> **Kurze Aufgabe A**
Gib den Abschnitt aus dem Textauszug zum Gewerbeversicherungsreport wortgetreu wieder, und zwar von „Report Gewerbeversicherung: „Nur“ bis „Gewerbeversicherungsreport von Finanzchef24.“, beide Stellen eingeschlossen.
> **Kurze Aufgabe B**
Wie viele kleine und mittlere Unternehmen haben laut dem Textauszug zum Gewerbeversicherungsreport schon überlegt, ihr Geschäft aufzugeben?

> **Textauszug**
****************
Report Gewerbeversicherung: „Nur 6 Prozent schätzen die Beratung bei klassischen Versicherern als sehr gut ein“

Payam Rezvanian, Mitglied der Geschäftsleitung bei Finanzchef24
Foto: Finanzchef14
Payam Revanian: "Beim Thema Bürokratieabbau besteht über die jüngsten zaghaften Versuche der Regierung hinaus weiter dringend Handlungsbedarf. Gerade für kleine Unternehmen ist der Verwaltungsaufwand kaum stemmbar."

Die Bürokratie bremst kleine und mittlere Unternehmen massiv aus. Das geht so weit, dass jedes dritte KMU schon überlegt hat, sein Geschäft aufzugeben. Gleichzeitig wollen viele trotz wirtschaftlicher Unsicherheit investieren. Auch weil Digitalisierung und KI Chancen bieten. Die gute Nachricht für die Versicherungswirtschaft: Jedes dritte Unternehmen will mehr Geld für die finanzielle Absicherung ausgeben. Das zeigt der aktuelle Gewerbeversicherungsreport von Finanzchef24.
****************
> **Datenteil**
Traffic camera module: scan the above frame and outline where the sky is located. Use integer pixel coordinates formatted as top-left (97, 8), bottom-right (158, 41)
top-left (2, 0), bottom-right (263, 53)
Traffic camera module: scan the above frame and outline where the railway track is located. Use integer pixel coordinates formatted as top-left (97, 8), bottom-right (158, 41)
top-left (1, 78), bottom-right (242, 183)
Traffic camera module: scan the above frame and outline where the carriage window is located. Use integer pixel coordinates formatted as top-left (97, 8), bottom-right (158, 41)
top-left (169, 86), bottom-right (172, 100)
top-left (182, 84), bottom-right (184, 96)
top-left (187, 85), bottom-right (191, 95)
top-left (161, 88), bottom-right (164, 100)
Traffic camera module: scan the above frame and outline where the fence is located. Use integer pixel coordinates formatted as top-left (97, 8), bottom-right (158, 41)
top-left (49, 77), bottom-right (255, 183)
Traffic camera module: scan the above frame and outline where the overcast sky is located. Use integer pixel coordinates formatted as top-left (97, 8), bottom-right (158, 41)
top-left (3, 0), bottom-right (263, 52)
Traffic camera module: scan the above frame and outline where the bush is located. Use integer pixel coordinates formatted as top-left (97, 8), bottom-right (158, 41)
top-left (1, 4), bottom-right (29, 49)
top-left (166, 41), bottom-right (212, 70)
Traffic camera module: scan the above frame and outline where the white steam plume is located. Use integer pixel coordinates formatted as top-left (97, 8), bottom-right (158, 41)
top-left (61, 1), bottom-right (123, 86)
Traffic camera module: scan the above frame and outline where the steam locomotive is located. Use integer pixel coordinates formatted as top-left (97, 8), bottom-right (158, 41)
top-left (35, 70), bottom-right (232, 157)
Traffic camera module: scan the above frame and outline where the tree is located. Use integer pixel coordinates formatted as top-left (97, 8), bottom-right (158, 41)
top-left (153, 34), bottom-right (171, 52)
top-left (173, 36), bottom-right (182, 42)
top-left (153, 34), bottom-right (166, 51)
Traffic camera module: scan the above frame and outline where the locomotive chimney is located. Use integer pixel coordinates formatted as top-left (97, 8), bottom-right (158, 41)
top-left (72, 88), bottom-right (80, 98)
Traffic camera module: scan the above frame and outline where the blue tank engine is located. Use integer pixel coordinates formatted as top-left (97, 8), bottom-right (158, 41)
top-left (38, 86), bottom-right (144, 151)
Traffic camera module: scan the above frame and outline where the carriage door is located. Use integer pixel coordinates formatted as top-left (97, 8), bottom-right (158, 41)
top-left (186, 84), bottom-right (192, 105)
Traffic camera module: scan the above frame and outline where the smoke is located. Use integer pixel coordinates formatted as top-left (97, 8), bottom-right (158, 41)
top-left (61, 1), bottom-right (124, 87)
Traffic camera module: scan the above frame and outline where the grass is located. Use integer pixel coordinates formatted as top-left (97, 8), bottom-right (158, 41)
****************
> **Richtige Ausgabe A**
Report Gewerbeversicherung: „Nur 6 Prozent schätzen die Beratung bei klassischen Versicherern als sehr gut ein“

Payam Rezvanian, Mitglied der Geschäftsleitung bei Finanzchef24
Foto: Finanzchef14
Payam Revanian: "Beim Thema Bürokratieabbau besteht über die jüngsten zaghaften Versuche der Regierung hinaus weiter dringend Handlungsbedarf. Gerade für kleine Unternehmen ist der Verwaltungsaufwand kaum stemmbar."

Die Bürokratie bremst kleine und mittlere Unternehmen massiv aus. Das geht so weit, dass jedes dritte KMU schon überlegt hat, sein Geschäft aufzugeben. Gleichzeitig wollen viele trotz wirtschaftlicher Unsicherheit investieren. Auch weil Digitalisierung und KI Chancen bieten. Die gute Nachricht für die Versicherungswirtschaft: Jedes dritte Unternehmen will mehr Geld für die finanzielle Absicherung ausgeben. Das zeigt der aktuelle Gewerbeversicherungsreport von Finanzchef24.

> **Richtige Ausgabe B**
Jedes dritte KMU hat schon überlegt, sein Geschäft aufzugeben.